[start]
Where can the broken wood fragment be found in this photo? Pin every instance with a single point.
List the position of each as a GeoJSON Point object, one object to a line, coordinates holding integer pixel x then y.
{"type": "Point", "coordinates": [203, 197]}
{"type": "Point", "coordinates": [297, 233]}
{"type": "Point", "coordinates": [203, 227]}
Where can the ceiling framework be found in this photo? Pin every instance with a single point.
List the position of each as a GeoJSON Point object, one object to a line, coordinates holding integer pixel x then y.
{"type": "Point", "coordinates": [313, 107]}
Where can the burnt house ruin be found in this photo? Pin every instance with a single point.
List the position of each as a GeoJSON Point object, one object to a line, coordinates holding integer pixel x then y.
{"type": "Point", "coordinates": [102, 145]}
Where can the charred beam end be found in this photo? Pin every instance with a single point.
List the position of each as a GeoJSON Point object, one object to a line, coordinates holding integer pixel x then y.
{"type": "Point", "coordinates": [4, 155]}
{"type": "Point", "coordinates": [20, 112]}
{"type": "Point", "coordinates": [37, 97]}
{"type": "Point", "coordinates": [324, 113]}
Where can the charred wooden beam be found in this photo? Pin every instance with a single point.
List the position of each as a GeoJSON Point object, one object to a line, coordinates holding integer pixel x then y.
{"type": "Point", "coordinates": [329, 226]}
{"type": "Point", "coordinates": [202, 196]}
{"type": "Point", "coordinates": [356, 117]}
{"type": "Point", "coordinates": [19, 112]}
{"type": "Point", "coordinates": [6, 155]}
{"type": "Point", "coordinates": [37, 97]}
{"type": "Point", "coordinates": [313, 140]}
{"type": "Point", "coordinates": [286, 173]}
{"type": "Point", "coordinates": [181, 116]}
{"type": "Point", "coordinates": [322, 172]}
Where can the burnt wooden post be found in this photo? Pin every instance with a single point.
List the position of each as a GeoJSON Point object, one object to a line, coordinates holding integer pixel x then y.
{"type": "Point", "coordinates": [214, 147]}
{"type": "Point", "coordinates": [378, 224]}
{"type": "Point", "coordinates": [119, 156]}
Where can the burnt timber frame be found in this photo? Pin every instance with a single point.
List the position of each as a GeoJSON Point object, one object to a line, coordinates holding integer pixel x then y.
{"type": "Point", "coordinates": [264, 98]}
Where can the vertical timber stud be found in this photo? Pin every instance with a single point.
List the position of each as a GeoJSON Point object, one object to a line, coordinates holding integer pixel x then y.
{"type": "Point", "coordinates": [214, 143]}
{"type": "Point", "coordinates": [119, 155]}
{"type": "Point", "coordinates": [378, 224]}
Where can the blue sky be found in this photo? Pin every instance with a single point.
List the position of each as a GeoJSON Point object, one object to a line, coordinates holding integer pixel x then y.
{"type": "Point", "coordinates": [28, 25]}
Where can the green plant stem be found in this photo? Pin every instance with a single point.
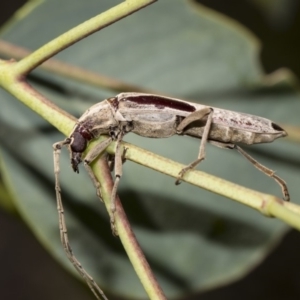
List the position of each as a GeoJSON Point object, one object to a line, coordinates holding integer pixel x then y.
{"type": "Point", "coordinates": [12, 73]}
{"type": "Point", "coordinates": [268, 205]}
{"type": "Point", "coordinates": [130, 244]}
{"type": "Point", "coordinates": [79, 32]}
{"type": "Point", "coordinates": [72, 72]}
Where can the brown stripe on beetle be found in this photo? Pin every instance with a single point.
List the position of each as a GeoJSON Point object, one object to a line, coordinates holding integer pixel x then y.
{"type": "Point", "coordinates": [159, 102]}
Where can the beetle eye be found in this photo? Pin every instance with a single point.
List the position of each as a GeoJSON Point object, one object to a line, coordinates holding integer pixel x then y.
{"type": "Point", "coordinates": [78, 143]}
{"type": "Point", "coordinates": [277, 127]}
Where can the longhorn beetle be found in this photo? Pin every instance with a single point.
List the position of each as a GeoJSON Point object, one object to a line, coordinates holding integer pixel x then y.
{"type": "Point", "coordinates": [157, 116]}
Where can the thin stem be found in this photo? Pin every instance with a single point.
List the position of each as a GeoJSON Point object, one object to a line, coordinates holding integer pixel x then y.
{"type": "Point", "coordinates": [79, 32]}
{"type": "Point", "coordinates": [72, 72]}
{"type": "Point", "coordinates": [264, 203]}
{"type": "Point", "coordinates": [127, 237]}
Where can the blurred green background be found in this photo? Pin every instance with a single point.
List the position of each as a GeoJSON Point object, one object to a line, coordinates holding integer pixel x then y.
{"type": "Point", "coordinates": [277, 277]}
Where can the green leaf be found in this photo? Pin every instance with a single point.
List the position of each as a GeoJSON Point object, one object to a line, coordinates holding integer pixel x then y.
[end]
**WHAT IS REQUIRED:** Could you repeat every one of the rows above word for word, without the pictures?

**CORRECT OUTPUT:**
Where can the broken wood fragment be found in this photo? Pin every instance with a single point.
List the position of each as a GeoJSON Point object, one object to a line, coordinates holding integer pixel x then y.
{"type": "Point", "coordinates": [203, 197]}
{"type": "Point", "coordinates": [297, 233]}
{"type": "Point", "coordinates": [203, 227]}
Where can the ceiling framework be found in this photo? Pin every instance with a single point.
List the position of each as a GeoJSON Point object, one object to a line, coordinates holding integer pixel x then y.
{"type": "Point", "coordinates": [313, 107]}
Where can the burnt house ruin be found in this photo? Pin every instance with a single point.
List the position of each as a GeoJSON Point object, one object to a line, coordinates holding integer pixel x then y.
{"type": "Point", "coordinates": [102, 145]}
Where can the charred beam end be found in this photo? Pin every instance with a single point.
List the position of each as a GeoJSON Point object, one object to a line, coordinates holding integer pixel x then y.
{"type": "Point", "coordinates": [4, 155]}
{"type": "Point", "coordinates": [20, 112]}
{"type": "Point", "coordinates": [37, 97]}
{"type": "Point", "coordinates": [324, 113]}
Where can the charred wooden beam be found in this photo? Pin every instance with a single point.
List the position of each as a GeoJSON Point object, one object to a line, coordinates holding integer pixel x then y.
{"type": "Point", "coordinates": [329, 226]}
{"type": "Point", "coordinates": [202, 196]}
{"type": "Point", "coordinates": [356, 117]}
{"type": "Point", "coordinates": [19, 112]}
{"type": "Point", "coordinates": [6, 155]}
{"type": "Point", "coordinates": [37, 97]}
{"type": "Point", "coordinates": [313, 140]}
{"type": "Point", "coordinates": [286, 173]}
{"type": "Point", "coordinates": [181, 116]}
{"type": "Point", "coordinates": [322, 172]}
Where can the burnt wooden post be found in this photo? Pin every instance with a single point.
List the position of each as a GeoJSON Point object, one object to a line, coordinates holding integer pixel x then y.
{"type": "Point", "coordinates": [214, 147]}
{"type": "Point", "coordinates": [378, 224]}
{"type": "Point", "coordinates": [119, 156]}
Where can the burnt timber frame be found in this photo? Pin every instance with a single point.
List the position of each as a GeoJSON Point object, one object to a line, coordinates holding integer pixel x then y.
{"type": "Point", "coordinates": [264, 98]}
Where can the vertical timber stud be found in this photo? Pin every instance with a single point.
List the position of each as a GeoJSON Point object, one object to a line, coordinates holding integer pixel x then y.
{"type": "Point", "coordinates": [214, 143]}
{"type": "Point", "coordinates": [119, 155]}
{"type": "Point", "coordinates": [378, 224]}
Where can the blue sky be found in this photo? Pin every instance with a single point.
List the position of each as a GeoJSON Point object, one object to a line, coordinates holding integer pixel x then y.
{"type": "Point", "coordinates": [28, 25]}
Where can the green plant stem be found in this photo? Pin every instance with a single point.
List the position of each as a GeoJSON Point object, one object to a line, coordinates holding integer pixel x then y.
{"type": "Point", "coordinates": [12, 73]}
{"type": "Point", "coordinates": [268, 205]}
{"type": "Point", "coordinates": [130, 244]}
{"type": "Point", "coordinates": [79, 32]}
{"type": "Point", "coordinates": [72, 72]}
Where can the brown stripe on beetle be found in this photo? Pin every instance with a single point.
List the position of each as a GeoJSON Point object, one object to a line, coordinates holding integer pixel x then y.
{"type": "Point", "coordinates": [159, 102]}
Where can the beetle eye be found in this photo? Pin every instance with a single point.
List the position of each as a GeoJSON Point object, one object to a line, coordinates holding integer pixel x then y.
{"type": "Point", "coordinates": [78, 143]}
{"type": "Point", "coordinates": [277, 127]}
Where can the longhorn beetle be found in this photo? Pin every instance with a single point.
List the position of each as a GeoJSON Point object, one object to a line, coordinates holding integer pixel x then y.
{"type": "Point", "coordinates": [157, 116]}
Where can the thin stem be found in this photo? Pin every instance with a single point.
List the position of each as a GeoJSON Point object, one object to a line, coordinates holding integer pixel x then y.
{"type": "Point", "coordinates": [79, 32]}
{"type": "Point", "coordinates": [72, 72]}
{"type": "Point", "coordinates": [264, 203]}
{"type": "Point", "coordinates": [127, 237]}
Where can the blurred green background be found in this photo? Pin every instance with a single point.
List the position of each as a GeoJSON Point object, one object to a line, coordinates holding integer pixel x then y.
{"type": "Point", "coordinates": [277, 277]}
Where can the green leaf be found in this photo? Pin every instance with a single point.
List the position of each as a GeoJSON Point object, one object to a line, coordinates holding integer pixel x then y.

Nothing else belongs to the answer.